▸ RECORDS TO PROCESS:
● ● ● ●
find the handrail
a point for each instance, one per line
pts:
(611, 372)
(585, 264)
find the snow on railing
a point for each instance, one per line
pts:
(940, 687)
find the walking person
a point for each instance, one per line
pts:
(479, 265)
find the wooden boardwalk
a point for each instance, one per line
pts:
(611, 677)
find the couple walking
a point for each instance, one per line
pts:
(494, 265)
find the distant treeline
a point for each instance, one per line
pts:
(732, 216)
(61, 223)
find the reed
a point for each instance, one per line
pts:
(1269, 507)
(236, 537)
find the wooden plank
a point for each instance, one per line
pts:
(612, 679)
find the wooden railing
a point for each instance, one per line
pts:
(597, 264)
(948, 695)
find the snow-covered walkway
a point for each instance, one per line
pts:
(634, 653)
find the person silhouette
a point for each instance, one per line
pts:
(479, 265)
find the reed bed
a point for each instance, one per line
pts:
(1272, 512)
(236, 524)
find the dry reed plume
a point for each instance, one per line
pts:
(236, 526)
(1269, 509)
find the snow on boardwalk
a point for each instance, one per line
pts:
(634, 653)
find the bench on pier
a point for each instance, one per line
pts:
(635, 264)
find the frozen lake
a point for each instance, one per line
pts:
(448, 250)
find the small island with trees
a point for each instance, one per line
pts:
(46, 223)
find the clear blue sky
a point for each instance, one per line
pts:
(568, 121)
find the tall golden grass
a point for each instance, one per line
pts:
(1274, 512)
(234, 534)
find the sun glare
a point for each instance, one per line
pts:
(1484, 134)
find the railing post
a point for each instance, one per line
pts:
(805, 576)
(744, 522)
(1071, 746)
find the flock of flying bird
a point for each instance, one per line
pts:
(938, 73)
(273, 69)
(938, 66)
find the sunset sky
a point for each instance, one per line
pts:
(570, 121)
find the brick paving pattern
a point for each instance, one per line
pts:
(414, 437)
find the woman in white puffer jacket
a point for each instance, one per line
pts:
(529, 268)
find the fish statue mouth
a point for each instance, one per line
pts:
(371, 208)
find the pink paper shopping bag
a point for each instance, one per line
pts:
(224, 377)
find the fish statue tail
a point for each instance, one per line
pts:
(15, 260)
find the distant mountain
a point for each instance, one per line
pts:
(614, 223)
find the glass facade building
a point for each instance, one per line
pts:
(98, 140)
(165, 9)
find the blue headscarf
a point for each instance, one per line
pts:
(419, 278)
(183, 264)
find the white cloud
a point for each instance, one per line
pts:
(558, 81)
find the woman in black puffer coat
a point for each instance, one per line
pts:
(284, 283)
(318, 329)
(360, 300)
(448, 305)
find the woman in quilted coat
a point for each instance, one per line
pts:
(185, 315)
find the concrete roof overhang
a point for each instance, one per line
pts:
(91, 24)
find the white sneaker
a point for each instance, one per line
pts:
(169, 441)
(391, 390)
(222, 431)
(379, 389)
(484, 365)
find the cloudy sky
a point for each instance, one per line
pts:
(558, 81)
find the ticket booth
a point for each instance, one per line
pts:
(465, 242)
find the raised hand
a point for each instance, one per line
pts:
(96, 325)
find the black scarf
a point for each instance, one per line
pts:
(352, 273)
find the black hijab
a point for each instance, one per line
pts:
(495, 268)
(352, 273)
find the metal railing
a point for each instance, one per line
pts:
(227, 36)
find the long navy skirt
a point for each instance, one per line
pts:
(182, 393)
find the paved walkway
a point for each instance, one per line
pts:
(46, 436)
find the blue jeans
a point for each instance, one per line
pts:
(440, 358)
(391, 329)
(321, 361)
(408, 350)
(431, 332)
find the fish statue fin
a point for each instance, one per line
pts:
● ● ● ●
▸ TO BE DONE: Every record shown above must be echoed exactly.

▸ OUTPUT:
find the handrail
a point for each instance, one per line
pts:
(611, 372)
(585, 264)
find the snow on railing
a point for each instance, one per line
pts:
(940, 687)
find the walking person
a point for each instance, one per line
pts:
(479, 265)
find the wooden boardwalk
a point for each instance, one per line
pts:
(611, 677)
find the couple walking
a point for each instance, one per line
pts:
(494, 265)
find the distant treeline
a point for each instance, one per line
pts:
(732, 216)
(61, 223)
find the reed
a point for each instance, one per line
pts:
(1269, 507)
(236, 537)
find the wooden plank
a point for each instance, one per line
pts:
(612, 679)
find the wooden railing
a point for each instance, one per line
pts:
(597, 264)
(948, 695)
find the snow-covered walkway
a point for each instance, one per line
pts:
(634, 653)
find the person silhouette
a point for each instance, one per line
pts:
(479, 265)
find the reed bed
a point for each instance, one per line
pts:
(1272, 512)
(236, 524)
find the dry reed plume
a point for each instance, one per line
pts:
(236, 526)
(1269, 509)
find the snow on boardwalk
a point for each instance, one per line
pts:
(634, 653)
find the bench on pier
a point for each instance, one per line
pts:
(635, 264)
find the frozen lake
a point for each instance, one per line
pts:
(448, 250)
find the small island with trees
a point for each instance, one per line
pts:
(46, 223)
find the clear blue sky
a point for each instance, one per line
pts:
(568, 121)
find the tall golden grass
a point for each instance, one per line
pts:
(1274, 512)
(234, 534)
find the sun glare
a point for each instance, one per line
pts:
(1484, 134)
find the railing post
a point for each instance, one per line
pts:
(805, 576)
(744, 522)
(1071, 746)
find the flock of flying bird
a point for each instance, one per line
pts:
(938, 73)
(273, 69)
(938, 66)
find the sunset sky
a point for each instance, one per line
pts:
(570, 121)
find the brick paving pattern
a point for each instance, one per line
pts:
(414, 437)
find the woman in white puffer jacket
a point for each instance, one per line
pts:
(529, 268)
find the fish statue mouth
a point for each instance, one per line
pts:
(371, 208)
find the pink paper shopping bag
a point for each instance, one per line
pts:
(224, 377)
find the fish statue tail
a point for each instance, one per line
pts:
(15, 260)
find the distant mountain
a point for each instance, one per line
pts:
(614, 223)
find the glass facade building
a point for each instance, one per line
pts:
(98, 140)
(165, 9)
find the blue headscarf
a point for each instance, one per line
pts:
(419, 278)
(183, 264)
find the white cloud
a point for each instance, one per line
pts:
(558, 81)
find the woman in black puffer coat
a point for each instance, one per line
pts:
(284, 283)
(318, 329)
(360, 300)
(448, 305)
find the woman in quilted coat
a point for each instance, one per line
pts:
(185, 315)
find the concrete roof overhang
a point for each instance, one per line
pts:
(91, 24)
find the white sneaker
a point for each instance, one per line
pts:
(169, 441)
(391, 390)
(222, 431)
(379, 389)
(484, 365)
find the cloudy sky
a point for each instance, one per line
pts:
(558, 81)
find the ticket booth
a point for each instance, one per line
pts:
(465, 242)
find the raised hand
a point for each instance, one per line
pts:
(96, 325)
find the black scarf
a point for each instance, one per line
pts:
(352, 273)
find the black hijab
a point for each instance, one per line
pts:
(495, 268)
(352, 273)
find the metal railing
a point for each instance, one per line
pts:
(227, 36)
find the long navy skirt
a point for each instance, one per line
pts:
(182, 393)
find the paved walkway
a point for each instance, one per line
pts:
(46, 436)
find the blue jeans
a point for each instance, one per line
pts:
(440, 358)
(391, 329)
(321, 361)
(408, 350)
(431, 332)
find the fish statue fin
a point for each instance, one per line
pts:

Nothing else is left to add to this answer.